Source data:
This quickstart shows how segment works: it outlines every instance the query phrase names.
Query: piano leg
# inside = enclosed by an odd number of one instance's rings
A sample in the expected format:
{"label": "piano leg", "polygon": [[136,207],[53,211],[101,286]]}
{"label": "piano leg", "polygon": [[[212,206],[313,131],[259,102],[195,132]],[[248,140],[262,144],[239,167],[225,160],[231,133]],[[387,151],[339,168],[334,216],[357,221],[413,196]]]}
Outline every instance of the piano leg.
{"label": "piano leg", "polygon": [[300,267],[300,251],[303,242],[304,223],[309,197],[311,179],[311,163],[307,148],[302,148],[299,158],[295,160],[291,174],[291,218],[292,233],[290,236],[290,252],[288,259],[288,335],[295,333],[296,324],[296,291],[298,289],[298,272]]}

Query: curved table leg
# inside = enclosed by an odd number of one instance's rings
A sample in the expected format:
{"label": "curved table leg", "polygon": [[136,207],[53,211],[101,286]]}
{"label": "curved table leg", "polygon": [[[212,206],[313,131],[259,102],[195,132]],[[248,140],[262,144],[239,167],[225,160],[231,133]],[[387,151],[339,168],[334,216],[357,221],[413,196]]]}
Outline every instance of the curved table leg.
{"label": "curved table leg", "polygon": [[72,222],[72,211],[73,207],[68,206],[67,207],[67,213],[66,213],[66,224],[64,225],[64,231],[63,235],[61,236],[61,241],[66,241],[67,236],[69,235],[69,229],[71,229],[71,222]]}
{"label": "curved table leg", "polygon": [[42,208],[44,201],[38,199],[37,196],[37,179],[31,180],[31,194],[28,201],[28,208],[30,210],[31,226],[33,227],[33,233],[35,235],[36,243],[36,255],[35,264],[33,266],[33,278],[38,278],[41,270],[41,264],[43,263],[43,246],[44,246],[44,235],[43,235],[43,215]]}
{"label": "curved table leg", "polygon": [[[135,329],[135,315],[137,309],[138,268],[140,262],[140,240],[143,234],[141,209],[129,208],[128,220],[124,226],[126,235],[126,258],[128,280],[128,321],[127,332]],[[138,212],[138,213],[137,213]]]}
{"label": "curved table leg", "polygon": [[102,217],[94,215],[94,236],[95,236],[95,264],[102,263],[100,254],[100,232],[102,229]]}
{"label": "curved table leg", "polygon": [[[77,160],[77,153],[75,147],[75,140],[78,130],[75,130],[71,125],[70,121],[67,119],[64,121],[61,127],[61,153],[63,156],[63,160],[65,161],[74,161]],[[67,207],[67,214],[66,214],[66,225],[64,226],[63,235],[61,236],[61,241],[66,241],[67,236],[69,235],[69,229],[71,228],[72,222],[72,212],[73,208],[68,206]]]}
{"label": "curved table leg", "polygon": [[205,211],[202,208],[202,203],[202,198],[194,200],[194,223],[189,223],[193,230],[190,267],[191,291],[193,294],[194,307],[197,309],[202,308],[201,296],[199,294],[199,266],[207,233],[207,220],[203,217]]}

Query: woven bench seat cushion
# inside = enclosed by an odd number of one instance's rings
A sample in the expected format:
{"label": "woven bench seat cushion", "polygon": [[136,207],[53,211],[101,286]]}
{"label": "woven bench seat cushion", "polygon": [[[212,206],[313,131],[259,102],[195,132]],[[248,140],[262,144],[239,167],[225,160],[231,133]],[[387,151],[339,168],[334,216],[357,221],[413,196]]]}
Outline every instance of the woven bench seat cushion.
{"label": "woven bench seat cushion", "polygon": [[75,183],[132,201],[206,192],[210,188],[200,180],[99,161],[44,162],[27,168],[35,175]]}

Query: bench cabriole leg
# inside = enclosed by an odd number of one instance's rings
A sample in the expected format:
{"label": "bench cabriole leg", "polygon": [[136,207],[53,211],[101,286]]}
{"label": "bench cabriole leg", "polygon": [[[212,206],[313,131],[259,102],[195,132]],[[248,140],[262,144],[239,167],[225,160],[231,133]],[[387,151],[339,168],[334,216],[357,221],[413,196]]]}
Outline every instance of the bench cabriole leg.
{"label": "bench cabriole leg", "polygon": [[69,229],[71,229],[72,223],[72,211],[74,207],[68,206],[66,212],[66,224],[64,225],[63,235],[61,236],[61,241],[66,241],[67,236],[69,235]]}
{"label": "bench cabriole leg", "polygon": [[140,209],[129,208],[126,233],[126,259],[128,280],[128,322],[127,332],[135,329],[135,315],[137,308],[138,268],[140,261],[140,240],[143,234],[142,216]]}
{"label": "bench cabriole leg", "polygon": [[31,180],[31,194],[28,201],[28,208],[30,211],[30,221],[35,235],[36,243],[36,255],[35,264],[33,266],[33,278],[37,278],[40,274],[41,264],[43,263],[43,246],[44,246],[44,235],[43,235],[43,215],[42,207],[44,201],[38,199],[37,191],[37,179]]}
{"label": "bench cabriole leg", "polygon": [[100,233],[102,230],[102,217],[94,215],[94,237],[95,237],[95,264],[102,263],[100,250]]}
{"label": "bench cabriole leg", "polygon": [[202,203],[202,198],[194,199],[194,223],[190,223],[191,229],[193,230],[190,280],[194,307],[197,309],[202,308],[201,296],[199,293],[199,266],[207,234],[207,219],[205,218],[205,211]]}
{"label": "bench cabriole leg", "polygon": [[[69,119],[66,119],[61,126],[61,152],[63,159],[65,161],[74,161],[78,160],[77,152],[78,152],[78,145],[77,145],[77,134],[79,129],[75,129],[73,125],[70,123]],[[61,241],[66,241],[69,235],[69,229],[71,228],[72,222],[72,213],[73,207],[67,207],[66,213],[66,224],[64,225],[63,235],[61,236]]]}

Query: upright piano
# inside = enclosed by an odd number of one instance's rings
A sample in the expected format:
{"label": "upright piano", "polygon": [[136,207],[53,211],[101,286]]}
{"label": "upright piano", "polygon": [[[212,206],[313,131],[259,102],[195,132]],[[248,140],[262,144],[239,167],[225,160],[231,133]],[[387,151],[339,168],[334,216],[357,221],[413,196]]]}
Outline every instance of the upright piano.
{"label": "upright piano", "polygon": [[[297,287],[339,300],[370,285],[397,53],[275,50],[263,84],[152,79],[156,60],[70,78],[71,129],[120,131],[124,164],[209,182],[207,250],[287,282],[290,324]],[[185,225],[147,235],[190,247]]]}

Work request: The records must each be output verbatim, with nothing left out.

Output for this exercise:
This quickstart shows how segment works: it outlines every instance the query phrase names.
Query: piano leg
# inside = enclosed by an odd number of one instance's rings
A sample in the expected format:
{"label": "piano leg", "polygon": [[136,207],[53,211],[101,286]]}
{"label": "piano leg", "polygon": [[[212,206],[313,131],[259,102],[195,132]],[[248,140],[262,144],[239,167],[225,160],[231,133]],[[387,151],[339,168],[334,216],[357,221],[413,196]]]}
Outline every instance of the piano leg.
{"label": "piano leg", "polygon": [[300,267],[300,251],[303,242],[304,223],[309,197],[311,179],[311,163],[307,148],[302,148],[299,158],[295,160],[291,174],[291,218],[292,233],[290,236],[290,252],[288,259],[288,335],[295,333],[296,324],[296,291],[298,289],[298,272]]}

Query: curved table leg
# inside = enclosed by an odd number of one instance's rings
A sample in the expected format:
{"label": "curved table leg", "polygon": [[136,207],[53,211],[101,286]]}
{"label": "curved table leg", "polygon": [[[212,206],[313,131],[259,102],[195,132]],[[248,140],[262,144],[239,167],[225,160],[231,133]],[[387,151],[339,168],[334,216],[357,221],[413,196]]]}
Outline every instance of the curved table leg.
{"label": "curved table leg", "polygon": [[72,222],[72,211],[73,207],[68,206],[67,207],[67,213],[66,213],[66,224],[64,225],[64,231],[63,235],[61,236],[61,241],[66,241],[67,236],[69,235],[69,229],[71,229],[71,222]]}
{"label": "curved table leg", "polygon": [[42,208],[44,201],[38,199],[37,196],[37,179],[31,180],[31,194],[28,201],[28,208],[30,210],[31,226],[33,227],[33,233],[35,235],[36,243],[36,255],[35,264],[33,266],[33,278],[38,278],[41,270],[41,264],[43,263],[43,246],[44,246],[44,235],[43,235],[43,215]]}
{"label": "curved table leg", "polygon": [[[135,329],[135,315],[137,309],[138,268],[140,262],[140,240],[143,234],[141,209],[129,208],[128,220],[124,226],[126,235],[126,258],[128,280],[128,321],[127,332]],[[138,212],[138,213],[137,213]]]}
{"label": "curved table leg", "polygon": [[102,217],[94,215],[94,236],[95,236],[95,264],[102,263],[100,254],[100,232],[102,229]]}
{"label": "curved table leg", "polygon": [[[77,160],[77,153],[75,147],[75,140],[78,130],[75,130],[71,125],[70,121],[67,119],[64,121],[61,127],[61,153],[63,156],[63,160],[65,161],[74,161]],[[67,207],[67,214],[66,214],[66,225],[64,226],[63,235],[61,236],[61,241],[66,241],[67,236],[69,235],[69,229],[71,228],[72,222],[72,212],[73,208],[68,206]]]}
{"label": "curved table leg", "polygon": [[205,211],[202,208],[202,203],[202,198],[194,200],[194,223],[189,223],[193,230],[190,267],[191,291],[193,294],[194,307],[197,309],[202,308],[201,296],[199,294],[199,266],[207,233],[207,220],[203,217]]}

Query: woven bench seat cushion
# inside = enclosed by an odd number of one instance's rings
A sample in the expected format:
{"label": "woven bench seat cushion", "polygon": [[136,207],[53,211],[101,286]]}
{"label": "woven bench seat cushion", "polygon": [[[212,206],[313,131],[259,102],[195,132]],[[248,140],[262,144],[239,167],[225,160],[231,133]],[[387,151],[339,168],[334,216],[357,221],[413,196]]]}
Outline every instance of the woven bench seat cushion.
{"label": "woven bench seat cushion", "polygon": [[75,183],[132,201],[206,192],[210,188],[200,180],[99,161],[44,162],[27,168],[35,175]]}

Query: bench cabriole leg
# inside = enclosed by an odd number of one instance's rings
A sample in the expected format:
{"label": "bench cabriole leg", "polygon": [[136,207],[53,211],[101,286]]}
{"label": "bench cabriole leg", "polygon": [[[212,206],[313,131],[259,102],[195,132]],[[248,140],[262,144],[239,167],[225,160],[231,133]],[[387,151],[339,168],[334,216],[357,221],[413,196]]]}
Outline every instance of the bench cabriole leg.
{"label": "bench cabriole leg", "polygon": [[69,229],[71,229],[72,223],[72,211],[74,207],[68,206],[66,212],[66,224],[64,225],[63,235],[61,236],[61,241],[66,241],[67,236],[69,235]]}
{"label": "bench cabriole leg", "polygon": [[140,209],[129,208],[126,233],[126,259],[128,280],[128,322],[127,332],[135,329],[135,315],[137,308],[138,268],[140,261],[140,240],[143,234],[142,216]]}
{"label": "bench cabriole leg", "polygon": [[31,180],[31,194],[28,201],[28,208],[30,211],[30,221],[35,235],[36,243],[36,255],[35,264],[33,266],[33,278],[37,278],[40,274],[41,264],[43,263],[43,246],[44,246],[44,235],[43,235],[43,215],[42,207],[44,201],[38,199],[37,191],[37,179]]}
{"label": "bench cabriole leg", "polygon": [[100,233],[102,230],[102,217],[94,215],[94,237],[95,237],[95,264],[102,263],[100,250]]}
{"label": "bench cabriole leg", "polygon": [[202,203],[202,198],[194,199],[194,223],[190,223],[191,229],[193,230],[190,280],[194,307],[197,309],[202,308],[201,296],[199,293],[199,266],[207,234],[207,219],[205,218],[205,211]]}
{"label": "bench cabriole leg", "polygon": [[[69,119],[66,119],[61,126],[61,152],[63,159],[65,161],[74,161],[78,160],[77,152],[78,152],[78,145],[77,145],[77,134],[79,129],[75,129],[73,125],[70,123]],[[61,241],[66,241],[69,235],[69,229],[71,228],[72,222],[72,213],[73,207],[67,207],[66,213],[66,224],[64,225],[63,235],[61,236]]]}

Query: upright piano
# inside = enclosed by an odd number of one instance's rings
A sample in the expected format:
{"label": "upright piano", "polygon": [[136,207],[53,211],[101,286]]}
{"label": "upright piano", "polygon": [[[212,206],[313,131],[259,102],[195,132]],[[248,140],[262,144],[239,167],[225,160],[231,133]],[[387,151],[339,168],[334,216],[357,221],[413,196]]]}
Outline every instance of the upright piano.
{"label": "upright piano", "polygon": [[[297,287],[339,300],[370,285],[397,53],[275,50],[263,84],[152,79],[156,60],[70,78],[71,129],[120,131],[124,164],[209,182],[207,250],[287,282],[290,324]],[[185,225],[147,235],[190,247]]]}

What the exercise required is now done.